* **Brief 1**
What is the Spanish translation of this sentence from the piece on news writing: "What readers want is easy and fast reading."?
* **Brief 2**
Could you write out the news-writing piece from "What readers want" to "explain what happened.", changing "J-schools" to "journalism schools"?

* **Selected extract**
---

News writing 101: don't drown readers with keyboard effluent

Newspaper editors believe readers prefer featurized, frilly news reports; that somehow verbosity adds entertainment value; that murky substance equates with depth. They are losing readers.

What readers want is easy and fast reading. Journalists long ago developed the skills to provide that kind of material. Then USA Today came on the scene and other editors tried to imitate its look and feel, particularly its vastly overwritten feature items. Likely the USA Today style seeped to the J-schools as well. At least that's the only way I can explain what happened.

Whatever, these days you can scarcely find a well-constructed news report. Check a few typical lead sentences from the past couple days:

"Weight loss. Smoking. Public speaking fears. Nail biting. Insomnia."
"Newark boys basketball coach Jeff Quackenbush could not pinpoint the exact time when he knew this season was going to be special."
"It struck Mary Ellinger the Newark Surgery Center was different than other facilities where she had been treated."
"If cats indeed have nine lives, someone should check whether the Ohio State men's basketball team drinks milk from a saucer."
"Heather Puryear's 2-year-old son, Jaliek, looked out the window Tuesday and said he wanted to go outside and play."

---

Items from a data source
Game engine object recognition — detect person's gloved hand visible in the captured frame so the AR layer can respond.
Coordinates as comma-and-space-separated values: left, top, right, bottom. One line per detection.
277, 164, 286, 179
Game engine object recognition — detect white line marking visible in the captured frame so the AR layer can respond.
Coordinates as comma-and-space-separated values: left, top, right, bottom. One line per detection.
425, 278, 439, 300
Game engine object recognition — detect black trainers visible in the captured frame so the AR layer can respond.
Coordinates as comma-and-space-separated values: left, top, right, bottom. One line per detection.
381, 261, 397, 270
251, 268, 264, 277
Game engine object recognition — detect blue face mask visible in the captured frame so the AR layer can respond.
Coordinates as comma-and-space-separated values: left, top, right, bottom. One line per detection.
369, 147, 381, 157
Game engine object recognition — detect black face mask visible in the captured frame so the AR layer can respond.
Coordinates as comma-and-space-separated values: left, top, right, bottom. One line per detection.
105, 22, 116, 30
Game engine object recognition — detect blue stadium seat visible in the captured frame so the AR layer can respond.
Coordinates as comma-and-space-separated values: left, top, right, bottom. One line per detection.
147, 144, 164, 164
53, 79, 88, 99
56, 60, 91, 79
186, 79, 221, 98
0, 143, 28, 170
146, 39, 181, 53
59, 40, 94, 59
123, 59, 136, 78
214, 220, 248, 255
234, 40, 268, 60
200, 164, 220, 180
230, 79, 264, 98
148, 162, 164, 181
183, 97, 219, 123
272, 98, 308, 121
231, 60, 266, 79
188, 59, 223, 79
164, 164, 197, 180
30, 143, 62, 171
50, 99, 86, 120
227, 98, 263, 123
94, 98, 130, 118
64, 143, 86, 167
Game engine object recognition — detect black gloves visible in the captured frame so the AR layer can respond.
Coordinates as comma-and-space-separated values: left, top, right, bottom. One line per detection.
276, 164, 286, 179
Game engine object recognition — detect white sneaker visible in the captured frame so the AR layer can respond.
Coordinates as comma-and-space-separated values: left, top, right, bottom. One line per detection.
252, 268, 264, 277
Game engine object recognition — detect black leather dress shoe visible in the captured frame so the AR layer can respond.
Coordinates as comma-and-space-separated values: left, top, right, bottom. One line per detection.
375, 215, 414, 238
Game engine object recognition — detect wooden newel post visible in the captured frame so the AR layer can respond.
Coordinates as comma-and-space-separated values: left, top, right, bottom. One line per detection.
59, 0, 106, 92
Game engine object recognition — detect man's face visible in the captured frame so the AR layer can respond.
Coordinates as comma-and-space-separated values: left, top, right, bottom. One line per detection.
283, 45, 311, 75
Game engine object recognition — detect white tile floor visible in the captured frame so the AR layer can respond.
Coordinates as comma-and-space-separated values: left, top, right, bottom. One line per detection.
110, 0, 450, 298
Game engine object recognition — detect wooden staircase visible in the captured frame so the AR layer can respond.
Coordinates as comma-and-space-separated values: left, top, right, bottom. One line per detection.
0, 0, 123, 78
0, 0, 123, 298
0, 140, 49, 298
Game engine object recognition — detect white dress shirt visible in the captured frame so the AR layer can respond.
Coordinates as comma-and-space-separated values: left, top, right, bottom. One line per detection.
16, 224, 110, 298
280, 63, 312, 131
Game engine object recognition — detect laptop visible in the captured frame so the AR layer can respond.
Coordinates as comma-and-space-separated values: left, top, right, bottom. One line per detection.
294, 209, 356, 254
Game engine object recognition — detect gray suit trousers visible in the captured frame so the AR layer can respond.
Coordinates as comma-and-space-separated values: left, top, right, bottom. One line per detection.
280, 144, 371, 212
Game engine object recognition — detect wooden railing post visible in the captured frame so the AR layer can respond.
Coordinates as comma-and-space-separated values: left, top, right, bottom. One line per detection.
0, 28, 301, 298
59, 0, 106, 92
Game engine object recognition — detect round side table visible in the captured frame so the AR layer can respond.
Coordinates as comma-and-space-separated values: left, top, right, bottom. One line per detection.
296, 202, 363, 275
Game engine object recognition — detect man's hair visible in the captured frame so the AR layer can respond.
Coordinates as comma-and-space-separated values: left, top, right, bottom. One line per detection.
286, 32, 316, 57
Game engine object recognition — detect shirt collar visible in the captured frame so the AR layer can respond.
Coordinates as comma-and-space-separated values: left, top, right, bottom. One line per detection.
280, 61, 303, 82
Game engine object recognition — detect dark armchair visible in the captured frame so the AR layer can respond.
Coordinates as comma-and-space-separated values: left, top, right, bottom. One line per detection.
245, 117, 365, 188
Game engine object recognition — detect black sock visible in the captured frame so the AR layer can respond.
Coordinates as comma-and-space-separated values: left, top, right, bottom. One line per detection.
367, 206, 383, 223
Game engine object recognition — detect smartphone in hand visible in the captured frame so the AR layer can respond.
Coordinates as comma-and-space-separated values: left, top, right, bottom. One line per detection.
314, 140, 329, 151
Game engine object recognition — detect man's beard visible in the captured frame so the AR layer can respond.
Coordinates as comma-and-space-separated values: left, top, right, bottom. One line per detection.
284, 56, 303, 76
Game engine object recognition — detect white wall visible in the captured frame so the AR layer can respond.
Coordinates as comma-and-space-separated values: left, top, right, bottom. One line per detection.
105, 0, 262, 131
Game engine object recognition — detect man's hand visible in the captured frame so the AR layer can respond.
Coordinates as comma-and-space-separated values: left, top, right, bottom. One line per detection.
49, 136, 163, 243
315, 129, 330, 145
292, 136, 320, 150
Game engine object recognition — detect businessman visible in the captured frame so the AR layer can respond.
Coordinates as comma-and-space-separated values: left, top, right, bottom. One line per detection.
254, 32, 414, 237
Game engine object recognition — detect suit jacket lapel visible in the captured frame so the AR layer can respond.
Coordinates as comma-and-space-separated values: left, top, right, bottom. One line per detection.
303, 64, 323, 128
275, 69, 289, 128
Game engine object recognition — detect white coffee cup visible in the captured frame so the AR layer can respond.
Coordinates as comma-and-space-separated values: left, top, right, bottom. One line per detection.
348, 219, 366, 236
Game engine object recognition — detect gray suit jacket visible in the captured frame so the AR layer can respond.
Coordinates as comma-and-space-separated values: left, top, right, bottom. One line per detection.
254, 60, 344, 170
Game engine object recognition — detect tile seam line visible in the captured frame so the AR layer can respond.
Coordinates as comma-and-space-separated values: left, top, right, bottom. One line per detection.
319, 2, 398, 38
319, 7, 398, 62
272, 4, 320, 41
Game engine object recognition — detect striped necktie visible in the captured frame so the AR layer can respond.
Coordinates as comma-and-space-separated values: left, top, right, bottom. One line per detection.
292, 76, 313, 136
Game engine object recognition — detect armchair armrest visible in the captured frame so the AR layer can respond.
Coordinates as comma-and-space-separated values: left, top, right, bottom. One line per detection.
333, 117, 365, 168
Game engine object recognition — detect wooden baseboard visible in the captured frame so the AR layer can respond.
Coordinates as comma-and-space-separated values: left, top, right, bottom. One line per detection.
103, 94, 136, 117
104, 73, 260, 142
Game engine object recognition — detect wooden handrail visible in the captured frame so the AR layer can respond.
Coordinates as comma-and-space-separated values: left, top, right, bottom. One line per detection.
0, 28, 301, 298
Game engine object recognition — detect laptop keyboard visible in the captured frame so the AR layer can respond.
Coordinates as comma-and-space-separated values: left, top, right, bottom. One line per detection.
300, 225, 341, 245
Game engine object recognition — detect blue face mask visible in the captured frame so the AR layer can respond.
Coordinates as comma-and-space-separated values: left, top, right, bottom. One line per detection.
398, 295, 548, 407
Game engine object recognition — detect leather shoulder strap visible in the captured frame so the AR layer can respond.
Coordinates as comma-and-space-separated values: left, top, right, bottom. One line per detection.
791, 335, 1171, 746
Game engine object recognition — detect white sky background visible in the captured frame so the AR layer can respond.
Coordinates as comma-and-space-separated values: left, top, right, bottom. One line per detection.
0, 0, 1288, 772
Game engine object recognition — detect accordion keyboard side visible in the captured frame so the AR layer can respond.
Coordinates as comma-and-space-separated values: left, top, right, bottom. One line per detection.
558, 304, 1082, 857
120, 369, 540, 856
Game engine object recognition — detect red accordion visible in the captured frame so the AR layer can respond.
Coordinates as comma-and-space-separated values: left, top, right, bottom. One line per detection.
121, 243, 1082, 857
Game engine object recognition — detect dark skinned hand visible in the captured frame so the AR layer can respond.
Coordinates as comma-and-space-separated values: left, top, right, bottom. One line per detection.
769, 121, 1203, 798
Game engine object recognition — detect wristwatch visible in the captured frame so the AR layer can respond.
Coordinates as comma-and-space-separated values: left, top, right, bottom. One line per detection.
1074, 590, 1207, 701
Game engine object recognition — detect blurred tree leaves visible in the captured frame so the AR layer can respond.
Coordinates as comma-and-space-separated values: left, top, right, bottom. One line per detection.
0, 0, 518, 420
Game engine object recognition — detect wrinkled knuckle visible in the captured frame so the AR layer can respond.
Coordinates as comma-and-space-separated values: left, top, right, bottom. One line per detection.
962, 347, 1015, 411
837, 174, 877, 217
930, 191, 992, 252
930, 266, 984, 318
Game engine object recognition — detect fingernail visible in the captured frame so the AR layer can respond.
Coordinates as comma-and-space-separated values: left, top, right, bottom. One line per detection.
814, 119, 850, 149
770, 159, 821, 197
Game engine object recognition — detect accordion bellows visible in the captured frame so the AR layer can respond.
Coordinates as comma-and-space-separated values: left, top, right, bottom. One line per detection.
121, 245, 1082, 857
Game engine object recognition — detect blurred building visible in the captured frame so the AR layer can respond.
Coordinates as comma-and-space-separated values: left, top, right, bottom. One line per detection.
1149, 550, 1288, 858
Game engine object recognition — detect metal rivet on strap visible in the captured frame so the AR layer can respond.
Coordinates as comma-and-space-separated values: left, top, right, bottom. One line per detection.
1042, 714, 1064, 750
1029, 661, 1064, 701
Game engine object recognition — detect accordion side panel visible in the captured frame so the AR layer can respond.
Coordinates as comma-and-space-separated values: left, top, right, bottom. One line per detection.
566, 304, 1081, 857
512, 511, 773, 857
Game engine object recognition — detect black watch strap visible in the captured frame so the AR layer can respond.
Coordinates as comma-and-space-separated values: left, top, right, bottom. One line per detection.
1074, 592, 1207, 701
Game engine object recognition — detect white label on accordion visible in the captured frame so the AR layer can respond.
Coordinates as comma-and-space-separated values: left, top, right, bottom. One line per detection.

---

* **Exercise output 1**
Lo que los lectores quieren es una lectura fácil y rápida.

* **Exercise output 2**
What readers want is easy and fast reading. Journalists long ago developed the skills to provide that kind of material. Then USA Today came on the scene and other editors tried to imitate its look and feel, particularly its vastly overwritten feature items. Likely the USA Today style seeped to the journalism schools as well. At least that's the only way I can explain what happened.